EXERCISE INSTRUCTIONS |
a) Reproduce word for word the stretch of the excerpt on Cicero's de Legibus from "Book Three, where" through "in Leiden, Netherlands.".
b) According to the excerpt on Cicero's de Legibus, where are the remaining fragments of that work kept?
c) Decide whether each statement agrees with the excerpt on Cicero's de Legibus, and support each yes or no with the deciding words of the excerpt, quoted exactly. (i) Numa Pompilius is described as the semi-legendary second king of Rome. (ii) All of Book Three of de Legibus is known to survive. (iii) Book Three is mainly concerned with religious laws.

EXCERPT PROVIDED |
= = =

Cicero's insistence that religious belief must be the cornerstone of law leads the trio, naturally, into the framing of religious laws. The laws proposed by Cicero seem to draw mostly from even then antique statutes from Rome's earliest days, including those of Numa Pompilius, the semi-legendary second king of Rome and the laws of the Twelve Tables, according to Quintus. From thence follows a long discussion on the merits of Cicero's hypothetical decrees.
Among the things acknowledged in this section are the fact that at times religious laws have both a spiritual and a pragmatic purpose, as Cicero, when quoting the laws of the Twelve Tables and their injunction against burial or cremation within the pomerium, admits that the injunction is as much to appease fate as it is to avoid calamity. After the discussions on religious laws, and with Cicero's stated objective to replicate Plato's feat by conducting a thorough discussion on the laws in one day, they move into civil law and the makeup of the government.

Book Three

Book Three, where the manuscript breaks off, is Cicero's enumeration of the set up of the government, as opposed to the religious laws of the previous book, that he would advocate as the basis for his reformed Roman state.

Outline of Cicero's proposed Constitution

After a discussion and debate between Cicero and Quintus about the Consuls and the voting rights of citizens, the manuscript breaks off.

Provenance of the text

Much like its sister work de re publica, de Legibus exists in fragmentary condition, with no work beyond the first half of Book Three known to survive. The remaining fragments of de Legibus are scattered in three volumes at the Bibliotheek der Rijksuniversiteit in Leiden, Netherlands.

= = =

[Stored data entries]
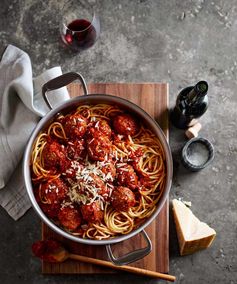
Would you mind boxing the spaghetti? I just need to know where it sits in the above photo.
[31,104,166,240]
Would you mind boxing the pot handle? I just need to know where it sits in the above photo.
[42,72,88,109]
[106,231,152,265]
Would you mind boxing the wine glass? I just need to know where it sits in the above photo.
[60,1,100,51]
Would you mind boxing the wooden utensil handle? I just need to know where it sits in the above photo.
[69,254,175,282]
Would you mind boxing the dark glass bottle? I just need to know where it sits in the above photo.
[170,81,208,129]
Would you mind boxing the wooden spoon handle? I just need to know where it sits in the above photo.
[69,254,175,282]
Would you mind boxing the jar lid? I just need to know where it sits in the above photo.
[182,137,214,171]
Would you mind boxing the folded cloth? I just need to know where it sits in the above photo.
[0,45,69,220]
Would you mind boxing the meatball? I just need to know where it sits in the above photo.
[113,113,139,136]
[111,186,136,211]
[87,120,112,138]
[87,135,112,161]
[66,139,86,160]
[81,201,104,223]
[117,164,138,189]
[58,206,81,231]
[39,178,68,204]
[101,161,116,182]
[63,114,87,139]
[42,140,66,169]
[61,160,84,180]
[87,174,108,197]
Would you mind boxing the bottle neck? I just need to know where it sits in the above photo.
[185,81,208,105]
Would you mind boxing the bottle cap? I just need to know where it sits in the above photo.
[182,137,214,171]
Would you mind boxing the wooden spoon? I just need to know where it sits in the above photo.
[32,240,175,281]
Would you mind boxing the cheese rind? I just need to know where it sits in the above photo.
[172,199,216,255]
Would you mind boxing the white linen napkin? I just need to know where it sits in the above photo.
[0,45,69,220]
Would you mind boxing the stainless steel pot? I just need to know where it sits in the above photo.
[24,72,173,265]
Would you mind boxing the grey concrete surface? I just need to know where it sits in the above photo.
[0,0,237,284]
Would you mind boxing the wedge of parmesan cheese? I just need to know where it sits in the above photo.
[172,199,216,255]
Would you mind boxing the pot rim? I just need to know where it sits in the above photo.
[23,94,173,245]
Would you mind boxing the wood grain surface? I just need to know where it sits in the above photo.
[42,83,169,274]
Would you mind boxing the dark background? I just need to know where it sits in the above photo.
[0,0,237,284]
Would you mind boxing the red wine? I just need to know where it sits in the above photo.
[64,19,96,50]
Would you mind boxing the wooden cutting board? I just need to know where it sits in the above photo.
[42,83,169,274]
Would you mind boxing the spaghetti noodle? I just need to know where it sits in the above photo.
[31,104,166,240]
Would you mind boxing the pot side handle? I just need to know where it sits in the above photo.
[106,231,152,265]
[42,72,88,109]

= = =

WRITTEN RESPONSES |
a)
Book Three, where the manuscript breaks off, is Cicero's enumeration of the set up of the government, as opposed to the religious laws of the previous book, that he would advocate as the basis for his reformed Roman state.

Outline of Cicero's proposed Constitution

After a discussion and debate between Cicero and Quintus about the Consuls and the voting rights of citizens, the manuscript breaks off.

Provenance of the text

Much like its sister work de re publica, de Legibus exists in fragmentary condition, with no work beyond the first half of Book Three known to survive. The remaining fragments of de Legibus are scattered in three volumes at the Bibliotheek der Rijksuniversiteit in Leiden, Netherlands.

b) They are scattered in three volumes at the Bibliotheek der Rijksuniversiteit in Leiden, Netherlands.

c)
(i) Yes: "Numa Pompilius, the semi-legendary second king of Rome"
(ii) No: "with no work beyond the first half of Book Three known to survive"
(iii) No: "Cicero's enumeration of the set up of the government, as opposed to the religious laws of the previous book"